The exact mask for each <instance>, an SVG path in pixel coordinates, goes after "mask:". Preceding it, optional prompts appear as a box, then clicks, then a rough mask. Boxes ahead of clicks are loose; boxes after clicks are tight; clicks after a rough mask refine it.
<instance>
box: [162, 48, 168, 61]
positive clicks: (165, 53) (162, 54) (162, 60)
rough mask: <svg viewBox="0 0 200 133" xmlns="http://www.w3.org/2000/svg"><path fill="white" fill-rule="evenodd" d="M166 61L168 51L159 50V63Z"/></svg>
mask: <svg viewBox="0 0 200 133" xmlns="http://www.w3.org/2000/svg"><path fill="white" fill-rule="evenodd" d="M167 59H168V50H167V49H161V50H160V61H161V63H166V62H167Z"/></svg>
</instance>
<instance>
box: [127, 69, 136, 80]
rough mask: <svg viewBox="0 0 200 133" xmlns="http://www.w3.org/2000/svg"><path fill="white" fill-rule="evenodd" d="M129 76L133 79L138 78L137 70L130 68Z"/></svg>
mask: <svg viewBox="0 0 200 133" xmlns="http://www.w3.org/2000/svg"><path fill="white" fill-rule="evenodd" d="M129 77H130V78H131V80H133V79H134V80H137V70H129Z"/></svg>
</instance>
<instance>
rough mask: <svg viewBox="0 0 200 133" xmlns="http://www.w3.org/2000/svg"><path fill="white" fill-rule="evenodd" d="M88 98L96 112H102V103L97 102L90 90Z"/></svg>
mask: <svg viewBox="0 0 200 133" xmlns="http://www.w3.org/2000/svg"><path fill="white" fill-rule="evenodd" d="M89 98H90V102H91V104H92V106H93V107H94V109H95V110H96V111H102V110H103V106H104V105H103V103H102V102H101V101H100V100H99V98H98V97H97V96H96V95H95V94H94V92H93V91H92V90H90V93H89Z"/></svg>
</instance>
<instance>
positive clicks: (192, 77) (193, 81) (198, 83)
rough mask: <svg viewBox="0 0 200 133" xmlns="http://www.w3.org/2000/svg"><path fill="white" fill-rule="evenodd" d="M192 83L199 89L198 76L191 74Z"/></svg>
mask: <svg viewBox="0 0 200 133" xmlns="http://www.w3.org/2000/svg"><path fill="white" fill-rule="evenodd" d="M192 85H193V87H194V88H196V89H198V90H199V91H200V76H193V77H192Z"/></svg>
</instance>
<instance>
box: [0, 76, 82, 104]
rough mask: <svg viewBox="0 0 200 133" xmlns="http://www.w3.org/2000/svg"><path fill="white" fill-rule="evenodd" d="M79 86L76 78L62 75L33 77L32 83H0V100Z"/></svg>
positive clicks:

### WHAT THE TASK ASKS
Write the data out again. Match it exactly.

### SOLUTION FOR THIS TASK
The exact mask for each <instance>, an SVG path in pixel coordinates, goes after "mask:". Preceding it, optional prompts appear as a box, then clicks, then a rough mask. Boxes ahead of clicks are loose; boxes after clicks are tight; clicks after a rough mask refine it.
<instance>
box: [162, 48, 168, 61]
positive clicks: (165, 53) (162, 54) (162, 60)
rough mask: <svg viewBox="0 0 200 133" xmlns="http://www.w3.org/2000/svg"><path fill="white" fill-rule="evenodd" d="M166 61L168 51L159 50V63Z"/></svg>
mask: <svg viewBox="0 0 200 133" xmlns="http://www.w3.org/2000/svg"><path fill="white" fill-rule="evenodd" d="M167 59H168V50H167V49H161V50H160V61H161V63H166V62H167Z"/></svg>
</instance>
<instance>
box: [127, 69, 136, 80]
rough mask: <svg viewBox="0 0 200 133" xmlns="http://www.w3.org/2000/svg"><path fill="white" fill-rule="evenodd" d="M129 76L133 79L138 78L137 70L130 68Z"/></svg>
mask: <svg viewBox="0 0 200 133" xmlns="http://www.w3.org/2000/svg"><path fill="white" fill-rule="evenodd" d="M129 77H130V78H131V80H133V79H134V80H137V70H129Z"/></svg>
</instance>
<instance>
rough mask: <svg viewBox="0 0 200 133" xmlns="http://www.w3.org/2000/svg"><path fill="white" fill-rule="evenodd" d="M88 98L96 112H102V103L97 102L90 90Z"/></svg>
mask: <svg viewBox="0 0 200 133" xmlns="http://www.w3.org/2000/svg"><path fill="white" fill-rule="evenodd" d="M89 98H90V102H91V104H92V106H93V107H94V109H95V110H96V111H102V110H103V106H104V105H103V103H102V102H101V101H100V100H99V98H98V97H97V96H96V95H95V94H94V92H93V91H92V90H90V93H89Z"/></svg>
</instance>
<instance>
positive clicks: (192, 77) (193, 81) (198, 83)
rough mask: <svg viewBox="0 0 200 133" xmlns="http://www.w3.org/2000/svg"><path fill="white" fill-rule="evenodd" d="M192 83L199 89L198 76L191 74Z"/></svg>
mask: <svg viewBox="0 0 200 133" xmlns="http://www.w3.org/2000/svg"><path fill="white" fill-rule="evenodd" d="M192 85H193V87H194V88H196V89H198V90H199V91H200V76H193V77H192Z"/></svg>
</instance>
<instance>
box: [0, 76, 82, 104]
rough mask: <svg viewBox="0 0 200 133" xmlns="http://www.w3.org/2000/svg"><path fill="white" fill-rule="evenodd" d="M79 86L76 78L62 75L33 77L32 83H0V100Z"/></svg>
positive clicks:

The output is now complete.